Secondo Marx se l’uomo e la società civile non avevano autonomia dallo Stato nel medioevo, mediante l’emancipazione politica solo la società civile si libera realmente, mentre l’uomo si emancipa solo astrattamente, contrapponendo la cittadinanza ideale alla subordinazione reale a dei rapporti di produzione che lo disumanizzano [1]. La determinazione del quantum temporale dell’alienazione della forza lavoro è propria del diritto positivo, dal momento che entrambi i contraenti, capitalista e lavoratore, sono portatori di un diritto eguale, cioè di essere liberi proprietari della propria merce. Fra diritti eguali decide la forza, per cui la durata della giornata lavorativa sarà più o meno prolungata a seconda dei rapporti di forza fra le classi sociali in conflitto e dell’esito di tale conflitto.
Per tutta la fase di gestazione della società civile gli interventi legislativi sono volti a prolungare l’orario di lavoro, il capitalista ha bisogno del costante intervento del potere politico. “Ci vogliono secoli perché il «libero» lavoratore si adatti volontariamente, in conseguenza dello sviluppo del modo capitalistico di produzione, cioè sia socialmente costretto a vendere per il prezzo dei suoi mezzi di sussistenza abituali l’intero suo periodo attivo di vita, anzi, la sua capacità stessa di lavoro, sia costretto a vendere la sua primogenitura per un piatto di lenticchie” [2]. Solo con il pieno affermarsi della libera compravendita di forza lavoro, sotto la pressione crescente delle lotte sociali, il capitale si vede costretto a limitare la giornata lavorativa nel frattempo cresciuta a dismisura, anche per evitare che lo sfruttamento troppo intenso guasti la qualità della prestazione e il normale riprodursi delle macchine bipedi.

Da svolgere: Cita testualmente il passo del testo su Marx che inizia con "Secondo Marx se" e termina con "di tale conflitto.". I dati riportati più avanti non sono necessari.

Estratto dati:
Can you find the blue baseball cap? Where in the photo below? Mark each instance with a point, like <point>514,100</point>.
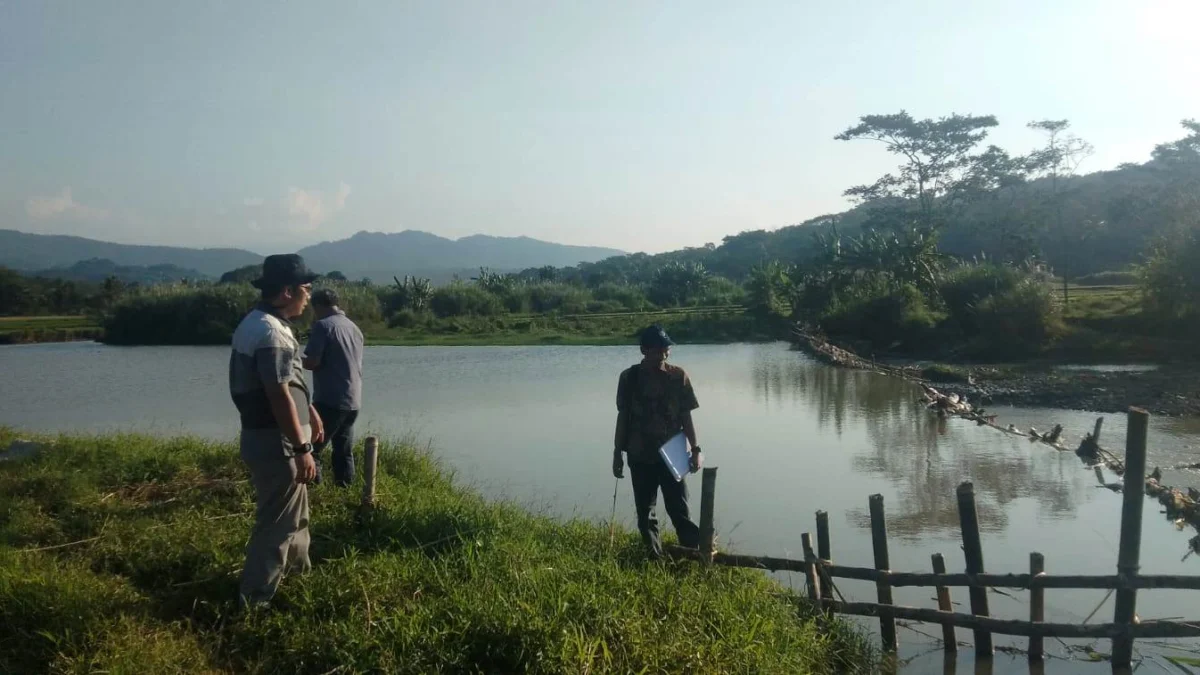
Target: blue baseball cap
<point>654,336</point>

Risposta:
Secondo Marx se l’uomo e la società civile non avevano autonomia dallo Stato nel medioevo, mediante l’emancipazione politica solo la società civile si libera realmente, mentre l’uomo si emancipa solo astrattamente, contrapponendo la cittadinanza ideale alla subordinazione reale a dei rapporti di produzione che lo disumanizzano [1]. La determinazione del quantum temporale dell’alienazione della forza lavoro è propria del diritto positivo, dal momento che entrambi i contraenti, capitalista e lavoratore, sono portatori di un diritto eguale, cioè di essere liberi proprietari della propria merce. Fra diritti eguali decide la forza, per cui la durata della giornata lavorativa sarà più o meno prolungata a seconda dei rapporti di forza fra le classi sociali in conflitto e dell’esito di tale conflitto.